[Object point labels]
☆ ☆ ☆ ☆ ☆ ☆ ☆

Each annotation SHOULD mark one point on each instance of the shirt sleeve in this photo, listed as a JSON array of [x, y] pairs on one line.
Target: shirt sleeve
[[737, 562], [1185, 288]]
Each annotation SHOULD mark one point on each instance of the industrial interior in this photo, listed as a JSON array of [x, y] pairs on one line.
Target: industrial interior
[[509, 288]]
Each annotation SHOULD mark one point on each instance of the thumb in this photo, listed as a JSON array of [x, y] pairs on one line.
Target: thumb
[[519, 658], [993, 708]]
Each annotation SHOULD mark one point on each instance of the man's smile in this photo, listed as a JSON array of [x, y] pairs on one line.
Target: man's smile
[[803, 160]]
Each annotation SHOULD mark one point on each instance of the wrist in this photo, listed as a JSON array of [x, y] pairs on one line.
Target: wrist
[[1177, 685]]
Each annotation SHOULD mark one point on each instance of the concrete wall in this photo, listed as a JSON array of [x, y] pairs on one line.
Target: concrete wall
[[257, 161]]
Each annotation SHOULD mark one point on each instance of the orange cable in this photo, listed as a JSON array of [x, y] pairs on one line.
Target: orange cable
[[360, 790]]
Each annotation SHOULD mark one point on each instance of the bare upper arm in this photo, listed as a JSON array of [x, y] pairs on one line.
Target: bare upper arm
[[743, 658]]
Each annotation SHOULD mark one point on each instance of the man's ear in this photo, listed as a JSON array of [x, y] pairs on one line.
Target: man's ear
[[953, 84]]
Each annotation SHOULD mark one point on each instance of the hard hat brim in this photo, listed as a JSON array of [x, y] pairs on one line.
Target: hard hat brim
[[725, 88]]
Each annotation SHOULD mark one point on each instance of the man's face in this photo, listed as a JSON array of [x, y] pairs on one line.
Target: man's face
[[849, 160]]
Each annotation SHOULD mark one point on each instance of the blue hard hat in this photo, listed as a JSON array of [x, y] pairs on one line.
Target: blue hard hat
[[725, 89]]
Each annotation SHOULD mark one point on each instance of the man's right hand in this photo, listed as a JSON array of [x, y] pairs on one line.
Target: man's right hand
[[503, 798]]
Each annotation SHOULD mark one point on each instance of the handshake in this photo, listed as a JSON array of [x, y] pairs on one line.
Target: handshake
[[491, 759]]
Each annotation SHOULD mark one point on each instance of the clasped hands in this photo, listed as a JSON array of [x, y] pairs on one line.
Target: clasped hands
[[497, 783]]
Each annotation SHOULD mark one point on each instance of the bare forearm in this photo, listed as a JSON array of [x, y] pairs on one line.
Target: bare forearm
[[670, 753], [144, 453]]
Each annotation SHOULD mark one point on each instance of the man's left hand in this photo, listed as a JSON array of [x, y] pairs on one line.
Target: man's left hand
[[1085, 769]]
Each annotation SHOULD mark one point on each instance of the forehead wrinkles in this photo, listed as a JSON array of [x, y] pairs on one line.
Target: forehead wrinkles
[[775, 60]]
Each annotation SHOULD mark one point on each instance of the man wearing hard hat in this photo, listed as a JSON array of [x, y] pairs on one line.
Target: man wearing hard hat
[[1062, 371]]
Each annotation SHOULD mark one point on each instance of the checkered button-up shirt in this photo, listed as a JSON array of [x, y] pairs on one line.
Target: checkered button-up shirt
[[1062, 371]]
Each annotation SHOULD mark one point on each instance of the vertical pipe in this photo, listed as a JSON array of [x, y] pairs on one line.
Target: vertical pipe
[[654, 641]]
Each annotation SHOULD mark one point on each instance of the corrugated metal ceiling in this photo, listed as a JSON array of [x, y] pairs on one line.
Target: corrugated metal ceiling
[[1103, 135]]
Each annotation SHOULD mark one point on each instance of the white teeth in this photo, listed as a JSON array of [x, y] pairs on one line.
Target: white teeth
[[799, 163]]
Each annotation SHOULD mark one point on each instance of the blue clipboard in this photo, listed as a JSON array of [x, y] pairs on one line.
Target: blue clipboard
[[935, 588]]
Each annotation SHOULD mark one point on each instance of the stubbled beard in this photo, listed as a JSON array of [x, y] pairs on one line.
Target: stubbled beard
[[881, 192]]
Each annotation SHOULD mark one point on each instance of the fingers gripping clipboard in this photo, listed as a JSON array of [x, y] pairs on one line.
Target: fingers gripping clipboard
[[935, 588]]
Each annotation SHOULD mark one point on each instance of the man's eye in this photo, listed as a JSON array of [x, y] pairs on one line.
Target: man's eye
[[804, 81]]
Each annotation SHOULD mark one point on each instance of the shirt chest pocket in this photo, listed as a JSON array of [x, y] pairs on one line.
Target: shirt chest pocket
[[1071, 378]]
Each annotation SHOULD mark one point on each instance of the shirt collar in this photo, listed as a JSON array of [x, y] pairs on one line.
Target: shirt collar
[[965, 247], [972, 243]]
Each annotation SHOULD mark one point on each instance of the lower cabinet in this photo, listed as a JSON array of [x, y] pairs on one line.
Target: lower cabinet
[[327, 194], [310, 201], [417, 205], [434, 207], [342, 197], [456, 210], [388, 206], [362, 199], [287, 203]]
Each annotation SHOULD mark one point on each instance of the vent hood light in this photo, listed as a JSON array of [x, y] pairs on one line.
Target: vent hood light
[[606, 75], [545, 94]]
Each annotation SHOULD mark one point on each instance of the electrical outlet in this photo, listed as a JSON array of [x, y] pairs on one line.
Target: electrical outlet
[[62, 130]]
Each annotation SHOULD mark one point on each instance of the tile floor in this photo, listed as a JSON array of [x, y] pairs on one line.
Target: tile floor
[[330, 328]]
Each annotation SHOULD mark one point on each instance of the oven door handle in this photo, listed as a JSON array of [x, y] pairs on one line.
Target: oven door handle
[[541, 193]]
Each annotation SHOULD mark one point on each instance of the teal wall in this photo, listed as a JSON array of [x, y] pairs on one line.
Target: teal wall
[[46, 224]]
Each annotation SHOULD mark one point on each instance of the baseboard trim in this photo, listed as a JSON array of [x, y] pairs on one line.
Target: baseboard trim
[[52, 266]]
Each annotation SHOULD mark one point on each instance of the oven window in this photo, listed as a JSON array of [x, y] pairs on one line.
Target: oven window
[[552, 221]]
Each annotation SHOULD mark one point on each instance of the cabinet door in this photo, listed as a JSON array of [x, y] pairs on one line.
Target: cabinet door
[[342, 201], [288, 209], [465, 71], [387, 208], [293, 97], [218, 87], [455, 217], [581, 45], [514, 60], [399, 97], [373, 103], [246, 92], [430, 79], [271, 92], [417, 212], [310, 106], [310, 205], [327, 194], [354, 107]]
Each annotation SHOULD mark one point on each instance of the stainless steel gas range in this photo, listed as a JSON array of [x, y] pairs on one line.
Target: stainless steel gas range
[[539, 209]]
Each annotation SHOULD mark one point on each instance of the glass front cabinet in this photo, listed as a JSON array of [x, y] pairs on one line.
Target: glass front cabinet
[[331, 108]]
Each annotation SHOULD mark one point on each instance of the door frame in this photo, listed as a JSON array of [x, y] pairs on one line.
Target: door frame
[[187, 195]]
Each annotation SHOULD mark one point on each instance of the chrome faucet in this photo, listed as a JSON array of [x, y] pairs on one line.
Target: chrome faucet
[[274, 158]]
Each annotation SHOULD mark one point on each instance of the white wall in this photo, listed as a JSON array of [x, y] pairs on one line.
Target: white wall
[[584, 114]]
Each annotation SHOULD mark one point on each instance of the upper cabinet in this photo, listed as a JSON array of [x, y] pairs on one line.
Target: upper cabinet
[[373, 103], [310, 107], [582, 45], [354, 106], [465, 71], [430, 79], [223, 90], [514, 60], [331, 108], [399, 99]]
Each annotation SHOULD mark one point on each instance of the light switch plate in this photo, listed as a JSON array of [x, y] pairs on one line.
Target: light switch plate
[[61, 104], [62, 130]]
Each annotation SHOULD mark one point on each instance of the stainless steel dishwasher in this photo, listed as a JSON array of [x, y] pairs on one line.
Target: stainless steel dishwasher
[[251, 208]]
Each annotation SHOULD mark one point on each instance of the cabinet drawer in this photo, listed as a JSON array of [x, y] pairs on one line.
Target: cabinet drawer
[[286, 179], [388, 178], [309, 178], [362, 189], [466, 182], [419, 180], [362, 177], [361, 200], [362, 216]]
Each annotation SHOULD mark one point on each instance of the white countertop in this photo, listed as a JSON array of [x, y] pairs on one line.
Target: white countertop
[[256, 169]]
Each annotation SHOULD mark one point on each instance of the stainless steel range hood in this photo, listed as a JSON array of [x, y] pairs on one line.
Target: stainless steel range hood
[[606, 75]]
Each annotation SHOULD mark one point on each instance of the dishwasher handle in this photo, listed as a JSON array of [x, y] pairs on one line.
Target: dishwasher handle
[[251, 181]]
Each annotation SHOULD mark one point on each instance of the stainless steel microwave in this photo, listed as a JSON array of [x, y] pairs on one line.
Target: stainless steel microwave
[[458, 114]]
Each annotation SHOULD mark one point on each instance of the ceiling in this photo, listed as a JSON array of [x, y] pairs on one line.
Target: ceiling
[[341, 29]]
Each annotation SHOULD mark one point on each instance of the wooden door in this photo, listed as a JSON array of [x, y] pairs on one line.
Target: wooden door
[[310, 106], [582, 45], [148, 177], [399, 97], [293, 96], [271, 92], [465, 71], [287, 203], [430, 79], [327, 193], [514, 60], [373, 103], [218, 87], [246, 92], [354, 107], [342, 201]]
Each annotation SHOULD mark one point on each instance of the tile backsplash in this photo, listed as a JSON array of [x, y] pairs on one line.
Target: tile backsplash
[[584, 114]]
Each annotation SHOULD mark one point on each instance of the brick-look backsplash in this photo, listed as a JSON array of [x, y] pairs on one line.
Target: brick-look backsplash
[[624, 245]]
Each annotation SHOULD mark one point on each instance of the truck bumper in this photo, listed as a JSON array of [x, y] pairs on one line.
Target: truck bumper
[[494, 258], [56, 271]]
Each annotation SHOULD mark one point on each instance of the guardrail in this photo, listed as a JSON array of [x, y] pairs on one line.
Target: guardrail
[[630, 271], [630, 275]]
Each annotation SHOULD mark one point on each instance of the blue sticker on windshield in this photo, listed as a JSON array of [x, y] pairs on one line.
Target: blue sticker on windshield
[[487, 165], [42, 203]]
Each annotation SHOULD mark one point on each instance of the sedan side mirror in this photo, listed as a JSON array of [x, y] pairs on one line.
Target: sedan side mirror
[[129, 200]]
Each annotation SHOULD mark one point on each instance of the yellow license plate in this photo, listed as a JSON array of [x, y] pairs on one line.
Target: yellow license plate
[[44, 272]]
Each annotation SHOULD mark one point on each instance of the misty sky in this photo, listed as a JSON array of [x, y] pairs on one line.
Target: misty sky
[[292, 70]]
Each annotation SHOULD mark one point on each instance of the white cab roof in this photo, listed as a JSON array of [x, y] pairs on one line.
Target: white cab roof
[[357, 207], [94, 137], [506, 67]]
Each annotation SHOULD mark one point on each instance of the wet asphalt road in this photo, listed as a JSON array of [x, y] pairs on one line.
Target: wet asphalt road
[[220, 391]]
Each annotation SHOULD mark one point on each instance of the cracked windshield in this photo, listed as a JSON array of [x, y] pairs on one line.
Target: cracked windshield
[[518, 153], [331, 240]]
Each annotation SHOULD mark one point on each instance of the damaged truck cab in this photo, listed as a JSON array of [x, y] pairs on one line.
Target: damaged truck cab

☆ ☆ ☆ ☆ ☆ ☆ ☆

### PROBLEM TO SOLVE
Copy the entries verbatim, from the line containing "of the fingers" through the line containing "[[1071, 378]]".

### SOLUTION
Each annotation SHOULD mark one point on each instance of the fingers gripping clipboard in this photo, listed as a JSON array of [x, y] pairs on one line.
Target: fingers gripping clipboard
[[935, 588]]
Each annotation SHOULD mark one point on each instance of the man's eye in this photo, listed as a JSON array of [x, y] pairs on one line.
Target: man's eye
[[804, 81]]
Each annotation SHOULD mark one point on each instance of the shirt chest pocket in this photo, listed as a JSON array of [x, y] pairs on one line.
Target: shirt chest pocket
[[1071, 378]]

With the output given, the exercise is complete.